## Set task
Copy out all of the rows below word for word, leaving the pictures out.

-.-.-

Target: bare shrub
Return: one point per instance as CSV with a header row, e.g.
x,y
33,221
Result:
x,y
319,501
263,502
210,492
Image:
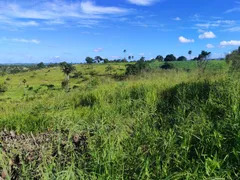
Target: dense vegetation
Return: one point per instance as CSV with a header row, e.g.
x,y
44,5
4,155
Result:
x,y
122,121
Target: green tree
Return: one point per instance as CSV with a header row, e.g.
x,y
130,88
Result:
x,y
234,59
190,54
159,58
67,69
142,59
89,60
202,61
109,69
124,51
41,65
182,58
170,57
98,59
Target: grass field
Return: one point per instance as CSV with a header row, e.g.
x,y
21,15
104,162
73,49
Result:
x,y
162,124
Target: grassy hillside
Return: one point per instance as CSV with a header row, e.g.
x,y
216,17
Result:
x,y
157,125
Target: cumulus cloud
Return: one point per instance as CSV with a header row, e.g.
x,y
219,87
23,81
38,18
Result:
x,y
185,40
142,2
98,49
207,35
232,10
230,43
54,12
233,29
177,19
209,46
22,40
90,8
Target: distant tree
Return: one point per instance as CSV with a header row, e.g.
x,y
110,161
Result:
x,y
190,53
234,59
109,69
41,65
24,82
167,66
24,88
124,51
159,58
202,61
170,57
98,59
137,68
89,60
67,69
182,58
142,59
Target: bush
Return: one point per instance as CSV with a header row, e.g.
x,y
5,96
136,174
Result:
x,y
234,59
167,66
3,88
139,67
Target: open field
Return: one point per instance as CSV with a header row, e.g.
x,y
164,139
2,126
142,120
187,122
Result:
x,y
162,124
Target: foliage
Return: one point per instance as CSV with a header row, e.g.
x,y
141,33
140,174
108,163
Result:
x,y
182,58
89,60
139,67
234,59
109,69
41,65
170,57
67,68
3,88
202,61
158,125
167,66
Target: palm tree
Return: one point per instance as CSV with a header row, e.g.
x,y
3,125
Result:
x,y
190,53
67,69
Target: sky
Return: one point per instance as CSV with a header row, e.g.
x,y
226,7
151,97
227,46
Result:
x,y
33,31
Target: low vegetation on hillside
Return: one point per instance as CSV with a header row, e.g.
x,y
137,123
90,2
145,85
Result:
x,y
119,120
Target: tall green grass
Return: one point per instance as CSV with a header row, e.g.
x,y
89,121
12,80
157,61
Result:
x,y
159,125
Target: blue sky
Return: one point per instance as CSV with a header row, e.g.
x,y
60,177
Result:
x,y
32,31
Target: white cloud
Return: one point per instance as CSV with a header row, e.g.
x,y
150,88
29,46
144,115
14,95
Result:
x,y
232,10
22,40
56,12
177,19
98,49
142,2
207,25
230,43
90,8
233,29
209,46
207,35
185,40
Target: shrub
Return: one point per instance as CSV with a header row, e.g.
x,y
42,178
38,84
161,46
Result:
x,y
167,66
3,88
139,67
234,59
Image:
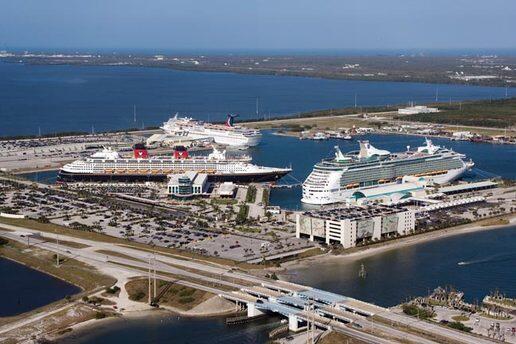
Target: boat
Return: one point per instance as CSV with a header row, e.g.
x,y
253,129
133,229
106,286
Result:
x,y
107,165
227,134
319,136
337,179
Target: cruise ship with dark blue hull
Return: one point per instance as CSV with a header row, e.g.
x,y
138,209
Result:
x,y
108,166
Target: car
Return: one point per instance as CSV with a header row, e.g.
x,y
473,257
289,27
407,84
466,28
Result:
x,y
356,325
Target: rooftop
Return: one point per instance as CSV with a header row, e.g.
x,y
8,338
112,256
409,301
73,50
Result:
x,y
355,212
467,186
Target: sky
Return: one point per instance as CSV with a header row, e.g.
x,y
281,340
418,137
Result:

-.-.-

## Complete answer
Target: bare shrub
Return: one point per instance as CSV with a header row, e.g.
x,y
33,221
Result:
x,y
319,501
263,502
210,492
Image:
Target: dense vegetation
Return: one point per instance as CSV with a header row, e.g.
x,y
44,5
4,155
Result:
x,y
122,121
Target: green tree
Return: one point per instance as CSV with a header row, e.g.
x,y
130,88
Result:
x,y
234,59
190,54
159,58
67,69
142,59
89,60
202,61
109,69
124,51
41,65
182,58
170,57
98,59
Target: grass field
Return: one point per instance as CSV with a header row, e.g.
x,y
21,15
104,162
73,49
Result:
x,y
162,124
Target: grassy hillside
Return: one point per instance as CSV with a header row, e.g.
x,y
216,17
Result:
x,y
157,125
Target: cumulus cloud
Return: one point per instance as CSV with a header row, e.g.
x,y
219,87
23,81
38,18
Result:
x,y
185,40
142,2
98,49
207,35
232,10
230,43
54,12
233,29
177,19
209,46
22,40
90,8
Target: distant tree
Return: one point per instance as CSV with a header row, e.g.
x,y
110,161
Result:
x,y
190,53
234,59
109,69
41,65
24,82
167,66
24,88
124,51
159,58
202,61
170,57
98,59
137,68
89,60
67,69
182,58
142,59
Target: bush
Return: one point per instance as CSV with a header row, e.g.
x,y
5,96
136,174
Result:
x,y
234,59
167,66
3,88
139,67
Target: open field
Return: one point per instance as CSV with a header row, e.g.
x,y
164,139
2,126
142,120
187,122
Result:
x,y
162,124
Target: foliage
Return: one point per instance as CSV with a header row, e.g.
x,y
141,33
140,174
108,163
Result:
x,y
182,58
89,60
139,67
234,59
109,69
41,65
170,57
67,68
3,88
202,61
158,125
167,66
Target: palm tree
Return: one point per instance as CSV with a header row, e.g.
x,y
3,125
Result:
x,y
190,53
67,69
Target: sky
Return: one point per instance as CSV with a header row, e.g.
x,y
226,7
151,97
227,46
Result:
x,y
33,31
Target: low vegetation on hillside
Return: one point per instance as CSV with a header row, e.g.
x,y
137,123
90,2
145,85
Result:
x,y
119,120
Target: tall green grass
Return: one point per instance as CSV with a header row, e.g.
x,y
89,121
12,80
157,61
Result:
x,y
159,125
Target: blue sky
Return: one point per instance as CSV with a header row, e.g.
x,y
60,177
Result:
x,y
32,31
Target: white cloud
Return: one point per instance as CSV with a header row, e.g.
x,y
150,88
29,46
144,115
14,95
Result:
x,y
232,10
22,40
56,12
177,19
98,49
142,2
207,25
230,43
90,8
233,29
209,46
207,35
185,40
Target: shrub
Return: one point per instance as CSV with a header row, e.g.
x,y
42,178
38,84
161,46
Result:
x,y
167,66
3,88
139,67
234,59
Image:
Target: boat
Return: one point per instance as CSV with a header row, e.g.
x,y
253,129
133,229
106,286
Result:
x,y
107,165
227,134
319,136
337,179
Target: cruise ship with dark blue hull
Return: one point per instance as CSV with a header row, e.g.
x,y
138,209
Result:
x,y
108,166
Target: car
Return: one point per instance as CSV with a header row, e.g.
x,y
473,257
289,27
407,84
466,28
Result:
x,y
356,325
Target: rooftop
Return: one point per instance as CSV with a header row, e.g.
x,y
8,338
112,256
409,301
73,50
Result:
x,y
355,212
467,186
Target: sky
Return: one point per instance as CSV with a header row, e.g.
x,y
281,340
418,137
Result:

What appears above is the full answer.